Exercise details: Copy each of the following entries back without change.
──────── Records supplied ────────
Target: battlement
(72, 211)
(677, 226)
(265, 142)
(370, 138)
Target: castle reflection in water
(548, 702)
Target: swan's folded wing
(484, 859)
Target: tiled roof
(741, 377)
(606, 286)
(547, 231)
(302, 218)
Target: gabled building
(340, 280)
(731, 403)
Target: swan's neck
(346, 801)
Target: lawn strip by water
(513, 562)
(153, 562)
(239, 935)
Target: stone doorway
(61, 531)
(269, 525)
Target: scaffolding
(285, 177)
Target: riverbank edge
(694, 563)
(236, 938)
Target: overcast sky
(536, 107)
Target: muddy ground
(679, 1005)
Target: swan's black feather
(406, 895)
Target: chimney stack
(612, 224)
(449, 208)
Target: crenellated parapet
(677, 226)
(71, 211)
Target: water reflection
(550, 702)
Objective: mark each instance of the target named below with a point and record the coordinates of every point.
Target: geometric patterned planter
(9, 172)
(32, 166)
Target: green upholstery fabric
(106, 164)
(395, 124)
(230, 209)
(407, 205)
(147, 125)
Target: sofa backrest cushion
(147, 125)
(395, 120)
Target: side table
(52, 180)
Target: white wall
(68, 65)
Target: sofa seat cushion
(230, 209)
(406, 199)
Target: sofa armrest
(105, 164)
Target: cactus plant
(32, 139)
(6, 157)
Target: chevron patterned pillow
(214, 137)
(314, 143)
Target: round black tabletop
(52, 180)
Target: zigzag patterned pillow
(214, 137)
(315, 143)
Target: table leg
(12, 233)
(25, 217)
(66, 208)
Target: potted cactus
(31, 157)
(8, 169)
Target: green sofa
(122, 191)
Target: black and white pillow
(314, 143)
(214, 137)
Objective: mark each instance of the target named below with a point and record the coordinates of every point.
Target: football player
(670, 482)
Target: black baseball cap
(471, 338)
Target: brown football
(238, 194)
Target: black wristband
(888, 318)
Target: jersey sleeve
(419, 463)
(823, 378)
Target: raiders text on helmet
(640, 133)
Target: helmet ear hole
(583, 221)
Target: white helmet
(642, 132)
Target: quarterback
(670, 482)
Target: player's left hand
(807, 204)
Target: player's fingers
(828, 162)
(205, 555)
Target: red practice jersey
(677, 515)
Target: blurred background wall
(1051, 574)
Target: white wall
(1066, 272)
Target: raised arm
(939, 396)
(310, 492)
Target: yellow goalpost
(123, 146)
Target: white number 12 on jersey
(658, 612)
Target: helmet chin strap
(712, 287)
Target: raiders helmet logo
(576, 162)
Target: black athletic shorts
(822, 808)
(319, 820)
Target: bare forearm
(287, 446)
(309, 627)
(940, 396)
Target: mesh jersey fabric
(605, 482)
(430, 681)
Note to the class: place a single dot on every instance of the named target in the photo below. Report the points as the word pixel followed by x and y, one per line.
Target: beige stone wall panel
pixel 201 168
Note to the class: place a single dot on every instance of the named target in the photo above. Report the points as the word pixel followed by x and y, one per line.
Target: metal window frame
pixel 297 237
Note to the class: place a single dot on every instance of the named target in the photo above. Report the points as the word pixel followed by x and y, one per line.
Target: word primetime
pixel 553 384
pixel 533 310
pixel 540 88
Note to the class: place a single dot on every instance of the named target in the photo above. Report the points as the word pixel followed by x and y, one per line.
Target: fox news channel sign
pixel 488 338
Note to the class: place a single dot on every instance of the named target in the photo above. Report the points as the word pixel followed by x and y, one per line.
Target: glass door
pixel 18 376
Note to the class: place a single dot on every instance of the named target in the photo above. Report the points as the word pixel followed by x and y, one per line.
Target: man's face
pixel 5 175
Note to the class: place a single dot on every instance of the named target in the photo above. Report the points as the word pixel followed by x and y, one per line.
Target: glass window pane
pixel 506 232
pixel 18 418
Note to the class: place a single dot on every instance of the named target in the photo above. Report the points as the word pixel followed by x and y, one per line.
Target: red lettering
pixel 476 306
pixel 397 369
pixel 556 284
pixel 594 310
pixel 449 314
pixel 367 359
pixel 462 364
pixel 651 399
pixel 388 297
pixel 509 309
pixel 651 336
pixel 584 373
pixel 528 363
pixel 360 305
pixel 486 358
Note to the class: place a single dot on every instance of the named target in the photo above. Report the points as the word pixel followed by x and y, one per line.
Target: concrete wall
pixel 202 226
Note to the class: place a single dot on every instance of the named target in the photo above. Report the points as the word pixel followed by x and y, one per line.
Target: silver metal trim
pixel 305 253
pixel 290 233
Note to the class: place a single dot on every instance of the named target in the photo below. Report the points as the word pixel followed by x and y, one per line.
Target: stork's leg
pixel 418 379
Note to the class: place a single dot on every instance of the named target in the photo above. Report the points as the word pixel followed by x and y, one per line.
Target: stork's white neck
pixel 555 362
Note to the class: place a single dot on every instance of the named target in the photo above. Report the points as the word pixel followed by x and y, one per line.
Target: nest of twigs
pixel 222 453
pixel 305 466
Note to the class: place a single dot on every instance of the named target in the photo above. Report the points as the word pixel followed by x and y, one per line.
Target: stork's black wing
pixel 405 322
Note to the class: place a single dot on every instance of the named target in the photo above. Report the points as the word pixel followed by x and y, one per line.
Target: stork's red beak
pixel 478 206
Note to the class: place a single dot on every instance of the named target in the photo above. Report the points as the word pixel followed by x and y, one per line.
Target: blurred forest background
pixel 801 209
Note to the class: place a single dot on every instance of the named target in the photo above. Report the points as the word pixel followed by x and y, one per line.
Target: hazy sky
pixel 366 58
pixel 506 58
────────
Written solution:
Target: battlement
(72, 211)
(677, 226)
(265, 142)
(370, 138)
Target: castle reflection in water
(548, 702)
Target: swan's folded wing
(484, 859)
Target: tiled roof
(741, 377)
(606, 286)
(547, 231)
(302, 218)
Target: gabled building
(340, 280)
(731, 403)
Target: swan's neck
(346, 801)
Target: lawn strip by water
(513, 562)
(153, 562)
(239, 935)
Target: stone doorway
(61, 531)
(269, 525)
Target: scaffolding
(285, 177)
Target: riverbank edge
(694, 563)
(236, 938)
Target: overcast sky
(536, 107)
Target: muddy ground
(679, 1005)
Target: swan's black feather
(406, 895)
Target: chimney stack
(612, 224)
(449, 208)
Target: crenellated parapet
(677, 226)
(71, 211)
Target: water reflection
(550, 702)
Objective: mark each instance of the target named below with a point and record the coordinates of every point.
Target: geometric patterned planter
(9, 172)
(32, 166)
Target: green upholstery fabric
(106, 164)
(395, 124)
(230, 209)
(407, 205)
(147, 125)
Target: sofa backrest cushion
(147, 125)
(395, 120)
Target: side table
(52, 180)
Target: white wall
(68, 65)
Target: sofa seat cushion
(230, 209)
(406, 199)
Target: sofa armrest
(105, 164)
Target: cactus plant
(32, 139)
(6, 157)
Target: chevron patterned pillow
(214, 137)
(314, 143)
Target: round black tabletop
(52, 180)
Target: zigzag patterned pillow
(214, 137)
(315, 143)
Target: table leg
(12, 233)
(25, 217)
(66, 208)
Target: potted cactus
(31, 157)
(8, 169)
Target: green sofa
(122, 191)
Target: black and white pillow
(314, 143)
(214, 137)
Objective: mark each instance of the target named below with a point and record the coordinates of every point.
Target: football player
(670, 482)
Target: black baseball cap
(471, 338)
Target: brown football
(238, 194)
Target: black wristband
(888, 318)
Target: jersey sleeve
(419, 463)
(823, 378)
Target: raiders text on helmet
(640, 133)
Target: helmet ear hole
(583, 221)
Target: white helmet
(642, 132)
Target: quarterback
(670, 482)
Target: player's left hand
(807, 204)
Target: player's fingers
(828, 162)
(205, 555)
Target: red practice jersey
(677, 515)
Target: blurred background wall
(1051, 574)
Target: white wall
(1066, 272)
Target: raised arm
(939, 396)
(310, 492)
Target: yellow goalpost
(123, 146)
Target: white number 12 on jersey
(658, 612)
Target: helmet chin strap
(712, 287)
Target: raiders helmet logo
(576, 162)
Target: black athletic shorts
(822, 808)
(319, 820)
Target: bare forearm
(287, 446)
(309, 627)
(940, 396)
Target: mesh jersey fabric
(605, 482)
(430, 681)
Note to the class: place a single dot on every instance of the named target in the photo below. Report the points as the word pixel followed by x and y, one per line.
Target: beige stone wall panel
pixel 201 168
Note to the class: place a single dot on every instance of the named target in the photo above. Report the points as the word pixel followed by x and y, one per line.
Target: metal window frame
pixel 297 237
Note to the class: place a single dot on every instance of the named target in the photo above. Report the points as the word pixel followed by x and y, one per line.
Target: word primetime
pixel 553 384
pixel 533 310
pixel 540 88
Note to the class: place a single dot on every instance of the named target in the photo above. Report the points as the word pixel followed by x and y, one per line.
Target: fox news channel sign
pixel 488 338
Note to the class: place a single dot on every instance of the named target in the photo above. Report the points as the word pixel followed by x and y, one per line.
Target: glass door
pixel 18 376
Note to the class: place a single dot on every instance of the named target in the photo above. Report the points as the word pixel followed by x and y, one per line.
Target: man's face
pixel 5 175
Note to the class: place a single dot on every instance of the named target in the photo above. Report the points as the word pixel followed by x and y, one per line.
Target: glass window pane
pixel 506 232
pixel 18 418
Note to the class: place a single dot on every instance of the named target in the photo above. Report the points as the word pixel followed by x and y, one per line.
Target: red lettering
pixel 476 306
pixel 397 369
pixel 556 284
pixel 594 310
pixel 449 314
pixel 367 359
pixel 462 364
pixel 651 399
pixel 388 297
pixel 509 309
pixel 651 336
pixel 584 373
pixel 528 363
pixel 360 305
pixel 486 358
Note to the class: place a single dot on every instance of the named target in the photo above. Report the points as the word pixel followed by x and y, one per line.
Target: concrete wall
pixel 202 226
Note to the class: place a single dot on every instance of the named target in the photo above. Report the points as the word pixel followed by x and y, one per line.
Target: silver metal trim
pixel 305 253
pixel 290 233
Note to the class: place a single dot on every instance of the named target in the photo below. Report the points as the word pixel followed by x and y, one per line.
Target: stork's leg
pixel 418 379
Note to the class: place a single dot on every instance of the named target in the photo above. Report the points as the word pixel followed by x and y, one per line.
Target: stork's white neck
pixel 555 362
Note to the class: place a single dot on every instance of the named target in the photo above. Report the points as the word pixel followed by x and y, one per line.
Target: nest of twigs
pixel 222 453
pixel 305 466
Note to the class: place a single dot on every instance of the named target in the photo above. Report the points as the word pixel followed by x and y, one per line.
Target: stork's black wing
pixel 405 322
Note to the class: place a single dot on every instance of the named target in the photo above. Report the points as the word pixel followed by x and y, one per line.
Target: stork's red beak
pixel 478 206
Note to the class: place a single dot on every instance of the named target in the photo above. Report the points as the word pixel followed by x and y, one per line.
Target: blurred forest background
pixel 801 209
Note to the class: place a single dot on every instance of the named target in the photo above. Report the points as the word pixel followed by x and y, one per line.
Target: hazy sky
pixel 366 58
pixel 506 58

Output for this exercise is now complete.